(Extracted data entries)
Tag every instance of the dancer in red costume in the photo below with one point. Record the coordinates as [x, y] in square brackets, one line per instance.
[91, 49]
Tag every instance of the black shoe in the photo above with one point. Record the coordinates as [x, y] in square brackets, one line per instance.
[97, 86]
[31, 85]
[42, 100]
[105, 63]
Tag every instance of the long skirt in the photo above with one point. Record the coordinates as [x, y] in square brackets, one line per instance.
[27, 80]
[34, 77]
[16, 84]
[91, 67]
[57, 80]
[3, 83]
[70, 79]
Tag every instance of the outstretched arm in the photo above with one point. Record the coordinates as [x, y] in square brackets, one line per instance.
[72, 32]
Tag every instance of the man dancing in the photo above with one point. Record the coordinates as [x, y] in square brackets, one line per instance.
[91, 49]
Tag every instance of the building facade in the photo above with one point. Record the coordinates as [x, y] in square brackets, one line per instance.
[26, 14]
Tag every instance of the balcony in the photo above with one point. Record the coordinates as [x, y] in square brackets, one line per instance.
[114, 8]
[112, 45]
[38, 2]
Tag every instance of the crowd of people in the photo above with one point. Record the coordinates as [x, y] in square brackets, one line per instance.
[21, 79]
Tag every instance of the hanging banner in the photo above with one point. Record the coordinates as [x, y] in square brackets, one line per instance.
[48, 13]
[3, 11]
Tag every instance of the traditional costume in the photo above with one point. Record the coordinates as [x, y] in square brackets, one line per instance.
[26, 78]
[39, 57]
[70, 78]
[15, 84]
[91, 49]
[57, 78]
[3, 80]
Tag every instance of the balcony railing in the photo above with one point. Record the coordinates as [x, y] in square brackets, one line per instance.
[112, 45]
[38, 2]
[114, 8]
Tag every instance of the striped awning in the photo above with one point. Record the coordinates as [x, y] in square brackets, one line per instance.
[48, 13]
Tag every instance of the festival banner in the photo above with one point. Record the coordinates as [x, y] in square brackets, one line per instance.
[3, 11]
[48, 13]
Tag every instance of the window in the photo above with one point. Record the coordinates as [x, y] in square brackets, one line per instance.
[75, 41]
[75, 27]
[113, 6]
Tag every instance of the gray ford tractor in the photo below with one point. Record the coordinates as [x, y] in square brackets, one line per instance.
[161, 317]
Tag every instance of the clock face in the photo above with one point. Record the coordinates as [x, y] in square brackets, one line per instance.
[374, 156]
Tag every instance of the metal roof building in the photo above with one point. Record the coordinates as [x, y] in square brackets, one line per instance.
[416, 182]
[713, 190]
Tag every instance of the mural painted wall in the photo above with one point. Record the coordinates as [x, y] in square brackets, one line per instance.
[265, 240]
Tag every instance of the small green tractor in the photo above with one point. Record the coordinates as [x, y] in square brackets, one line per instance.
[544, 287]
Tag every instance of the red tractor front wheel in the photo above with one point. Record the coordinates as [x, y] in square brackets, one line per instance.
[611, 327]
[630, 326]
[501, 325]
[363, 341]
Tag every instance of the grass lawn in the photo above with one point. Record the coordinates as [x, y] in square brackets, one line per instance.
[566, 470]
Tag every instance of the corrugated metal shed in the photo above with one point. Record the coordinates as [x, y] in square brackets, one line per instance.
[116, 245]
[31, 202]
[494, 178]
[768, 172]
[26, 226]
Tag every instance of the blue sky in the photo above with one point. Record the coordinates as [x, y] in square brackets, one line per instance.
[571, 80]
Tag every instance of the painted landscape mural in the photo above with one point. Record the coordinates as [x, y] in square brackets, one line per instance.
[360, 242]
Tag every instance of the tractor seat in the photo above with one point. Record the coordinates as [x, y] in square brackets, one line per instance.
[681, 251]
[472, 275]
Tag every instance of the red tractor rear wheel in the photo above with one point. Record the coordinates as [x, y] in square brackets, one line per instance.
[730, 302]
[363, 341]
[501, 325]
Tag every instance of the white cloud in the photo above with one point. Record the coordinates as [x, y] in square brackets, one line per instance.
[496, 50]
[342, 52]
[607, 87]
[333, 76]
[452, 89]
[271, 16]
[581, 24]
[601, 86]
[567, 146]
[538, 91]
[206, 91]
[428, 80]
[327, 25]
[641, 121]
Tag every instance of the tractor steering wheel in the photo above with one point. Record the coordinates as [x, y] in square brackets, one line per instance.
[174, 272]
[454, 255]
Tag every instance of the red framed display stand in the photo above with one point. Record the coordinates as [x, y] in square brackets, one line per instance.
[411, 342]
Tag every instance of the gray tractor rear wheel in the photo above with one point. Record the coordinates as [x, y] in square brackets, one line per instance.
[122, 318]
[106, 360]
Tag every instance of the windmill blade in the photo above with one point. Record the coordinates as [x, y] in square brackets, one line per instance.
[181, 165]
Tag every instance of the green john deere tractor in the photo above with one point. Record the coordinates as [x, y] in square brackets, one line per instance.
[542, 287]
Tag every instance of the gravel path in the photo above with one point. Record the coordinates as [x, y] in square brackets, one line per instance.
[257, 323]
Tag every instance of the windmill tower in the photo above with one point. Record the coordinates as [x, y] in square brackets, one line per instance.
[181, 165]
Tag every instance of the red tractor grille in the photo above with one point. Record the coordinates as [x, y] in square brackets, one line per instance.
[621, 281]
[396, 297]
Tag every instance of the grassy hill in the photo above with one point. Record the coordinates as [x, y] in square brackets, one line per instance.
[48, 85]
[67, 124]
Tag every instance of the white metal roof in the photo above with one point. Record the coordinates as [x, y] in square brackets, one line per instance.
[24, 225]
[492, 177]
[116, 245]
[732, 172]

[REQUIREMENTS]: Reproduce the listing above verbatim, from first line to last.

[RESPONSE TO THIS TASK]:
Tag every instance of the dancer in red costume in the photo below with one point. Record the coordinates as [x, y] in square brackets, one line per instance.
[91, 49]
Tag every instance of the black shoe in the photo above with one point. Record the coordinates as [x, y] in square brackets, one line per instance.
[97, 86]
[31, 85]
[42, 100]
[105, 63]
Tag every instance of the long skirt in the photo above with one point. Record the coordinates as [x, y] in square brackets, one line per instance.
[27, 80]
[34, 77]
[16, 84]
[91, 67]
[57, 80]
[3, 83]
[70, 79]
Tag every instance of the outstretched arm in the photo above with one point. Record the coordinates as [x, y] in square brackets, one line per instance.
[72, 32]
Tag every instance of the man dancing in the photo above with one point. Record the coordinates as [x, y] in square brackets, one line per instance.
[91, 49]
Tag every instance of the building facade in the photo above with one point. Record the coordinates as [x, y] in square brackets, one line per instance.
[26, 14]
Tag every instance of the balcony in the photo above with one point. Record the coordinates as [x, y] in square brackets, one line per instance.
[114, 8]
[112, 45]
[38, 2]
Tag every instance of the crowd of people in the photo above with one point. Record the coordinates as [x, y] in square brackets, one line per instance.
[21, 79]
Tag every instance of the hanging banner in the photo above with one point. Record the coordinates as [x, y] in square brackets, one line per instance.
[48, 13]
[3, 11]
Tag every instance of the traditional costume in the photo above with one point. Record the coordinates as [x, y] in square brackets, one line per instance.
[26, 78]
[39, 57]
[70, 78]
[15, 84]
[91, 49]
[57, 78]
[3, 80]
Tag every instance of the balcony railing in the photo above with one point. Record the coordinates as [x, y] in square brackets, one line per instance.
[112, 45]
[38, 2]
[114, 8]
Tag every instance of the striped awning in the photo above with one point. Record the coordinates as [x, y] in square brackets, one line per instance.
[48, 13]
Tag every instance of the festival banner in the photo above with one point. Record the coordinates as [x, y] in square brackets, one line per instance.
[3, 11]
[48, 13]
Tag every instance of the window in the photo above with one point. Record the coordinates as [x, y] in square brackets, one line per instance.
[75, 41]
[75, 27]
[113, 6]
Tag every instance of the gray ford tractor in the photo below with one point. Record the coordinates as [x, y] in square brackets, one line per instance.
[161, 317]
Tag every instance of the clock face in the photo above with one point. Record the coordinates as [x, y] in square brackets, one line per instance.
[374, 156]
Tag every instance of the metal roof building in the photo above with one point. Record the coordinates as [x, y] in square brackets, one line per instance.
[416, 182]
[713, 190]
Tag every instance of the mural painted wall in the photo above with one point. Record the coordinates as [x, y] in square brackets, one line per instance.
[265, 240]
Tag every instance of the small green tractor in the photo above with one point. Record the coordinates as [x, y] in square brackets, one line per instance.
[544, 287]
Tag every instance of the red tractor front wheel in the photo above with one point. Record the coordinates as [x, y] in square brackets, one line per instance.
[611, 327]
[630, 326]
[501, 325]
[363, 341]
Tag every instance of the grass lawn in the photo above with one point. Record the coordinates as [x, y] in square brackets, one line per instance.
[566, 470]
Tag every instance of the corrugated metal shed in the photo above with one point. Record the coordinates as [x, y] in square brackets, one line per instance.
[116, 245]
[31, 202]
[494, 178]
[768, 172]
[26, 226]
Tag every instance of the blue sky in the photo above with one point. Record the coordinates as [x, y] in square brackets, one line per instance.
[571, 80]
Tag every instance of the painted landscape mural in the photo above with one point. Record the coordinates as [x, y] in square brackets, one line per instance.
[360, 242]
Tag every instance of the tractor seat in the photo above with one point. Record the coordinates as [x, y] in square brackets, one line per instance.
[681, 251]
[472, 275]
Tag every instance of the red tractor rear wheel in the photo above with one point. Record the coordinates as [x, y] in square brackets, one line per instance.
[730, 302]
[363, 341]
[501, 325]
Tag every instance of the white cloud in the photo above with one point. Record the coordinates as [x, y] in square brackets, one line per instance.
[496, 50]
[342, 52]
[607, 87]
[333, 76]
[452, 89]
[271, 16]
[581, 24]
[601, 86]
[567, 146]
[538, 91]
[206, 91]
[428, 80]
[327, 25]
[641, 121]
Tag every instance of the tractor steering wheel in the photo above with one point. Record the coordinates as [x, y] in square brackets, one line per instance.
[174, 272]
[454, 255]
Tag every instance of the red framed display stand in the photo above with one point. Record the coordinates as [x, y] in square brackets, one line per instance.
[411, 342]
Tag every instance of the gray tractor rear wheel in the photo above with one point. Record the coordinates as [x, y] in square brackets, one line per instance.
[122, 318]
[106, 360]
Tag every instance of the windmill blade in the photo above with one point. Record the coordinates as [x, y] in square brackets, one line per instance.
[181, 165]
Tag every instance of the green john deere tractor in the photo above with one point. Record the coordinates as [x, y] in square brackets, one line per instance.
[542, 287]
Tag every instance of the gravel path in the photo above with one point. Record the coordinates as [x, y] in square brackets, one line per instance.
[257, 323]
Tag every instance of the windmill tower in the photo above with one point. Record the coordinates as [x, y] in square brackets, one line per instance.
[181, 165]
Tag every instance of the red tractor grille in the photo above with one point. Record the coordinates as [x, y] in square brackets, one line per instance.
[621, 281]
[396, 297]
Tag every instance of the grassy hill in the photo above with one point. Record the coordinates as [x, y] in square brackets, one line per instance.
[48, 85]
[67, 124]
Tag every instance of the white metal roof in the photo above with one point. Record the coordinates as [x, y] in square brackets, one line per instance.
[24, 225]
[492, 177]
[116, 245]
[732, 172]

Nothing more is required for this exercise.